> [Excerpt provided]
RSS

Category Archives: Devotions

Adoration…

Worshipping God in the Blessed Sacrament… Adoration… one of the great treasures I’ve found in the Catholic Church.  Our parish has Adoration once per month for a 24 hour period.  I normally participate, waiting until the last minute to sign up for an hour so as to fill the empty spots… purely selfish, I assure you, as I’d like to see Adoration become more frequent. This month, the guy who coordinates all that in our parish was walking around so people could sign up at the Fish Fry one Friday and so I just asked him to sign me up for whatever hour he thought would need me. This time, it was 5-6 am… an unusual hour for me but I was looking forward to it as usual. What I didn’t bank on was getting sick the week before…

Climbing out of bed at 4:30 with some trepidation… still felt a bit queasy (not contagious… just not popping back as quickly as my 9 yr old did), I got ready to go and chatted with my husband who got up for an early morning breakfast. My bag loaded with materials… MP3 player filled with the rosary, Divine Mercy chaplet, Gregorian Chant, Abba Pater, among other options… my rosary, and rosary binder filled with Redneck Woman’s meditations using a rosary to pray for my children, for consecration, etc… I pulled on my coat and began the short drive across town to the Church.

It had dusted snow… the streets, sidewalks, and parking lots were silvered with it. Chilled air blanketed the empty byways and stores. Silence… even within the car, the only sounds my breathing and the rustling of my coat.  As I pulled up to the doors of the Church, I could see one other solitary soul slipping inside… and my feet duplicated his, marring the silvered dust before the doors.

With the open door, a burst of warmth, and light, and color… and the silence becomes not an absence but a Presence. Entering the sanctuary, I sign my name on the roster.  A nearby pew already has the kneeler down and I complete a double genuflection before taking my place upon it. Like the removal of my heavy winter coat in the vestibule, the mantle of care slips off my shoulders to the floor behind me as I begin this time of Adoration and prayer.

> [Data for this exercise]
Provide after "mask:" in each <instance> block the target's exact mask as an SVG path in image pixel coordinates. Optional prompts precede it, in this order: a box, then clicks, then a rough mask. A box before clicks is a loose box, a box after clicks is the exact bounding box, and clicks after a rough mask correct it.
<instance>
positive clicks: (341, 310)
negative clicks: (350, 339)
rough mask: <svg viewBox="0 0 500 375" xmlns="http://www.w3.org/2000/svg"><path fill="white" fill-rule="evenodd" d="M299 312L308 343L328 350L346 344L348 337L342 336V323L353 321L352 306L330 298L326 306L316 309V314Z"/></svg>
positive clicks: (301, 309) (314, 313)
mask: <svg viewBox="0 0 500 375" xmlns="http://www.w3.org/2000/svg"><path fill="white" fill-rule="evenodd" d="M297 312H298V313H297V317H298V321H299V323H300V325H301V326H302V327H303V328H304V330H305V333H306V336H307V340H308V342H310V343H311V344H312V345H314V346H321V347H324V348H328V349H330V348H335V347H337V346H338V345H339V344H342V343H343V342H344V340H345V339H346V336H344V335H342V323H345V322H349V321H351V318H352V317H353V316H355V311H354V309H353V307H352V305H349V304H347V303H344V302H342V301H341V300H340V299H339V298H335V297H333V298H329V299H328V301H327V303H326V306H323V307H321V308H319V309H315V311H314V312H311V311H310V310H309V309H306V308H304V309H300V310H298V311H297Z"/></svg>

> [What to do]
[1] Determine whether each of the following statements agrees with the post on Adoration, answering yes or no and quoting the deciding words of the post exactly: (a) the parish holds Adoration once per month for a 24-hour period; (b) the hour assigned to the writer was from 4:30 to 5:30 am; (c) snow had fallen heavily before the drive to the Church.
[2] Transcribe the lines of the records, beginning at their first line and stopping after the line that contains "negative clicks: (350, 339)", with both of these lines included.

> [Outputs in order]
[1]
(a) Yes: "Our parish has Adoration once per month for a 24 hour period."
(b) No: "This time, it was 5-6 am…"
(c) No: "It had dusted snow…"

[2]
Provide after "mask:" in each <instance> block the target's exact mask as an SVG path in image pixel coordinates. Optional prompts precede it, in this order: a box, then clicks, then a rough mask. A box before clicks is a loose box, a box after clicks is the exact bounding box, and clicks after a rough mask correct it.
<instance>
positive clicks: (341, 310)
negative clicks: (350, 339)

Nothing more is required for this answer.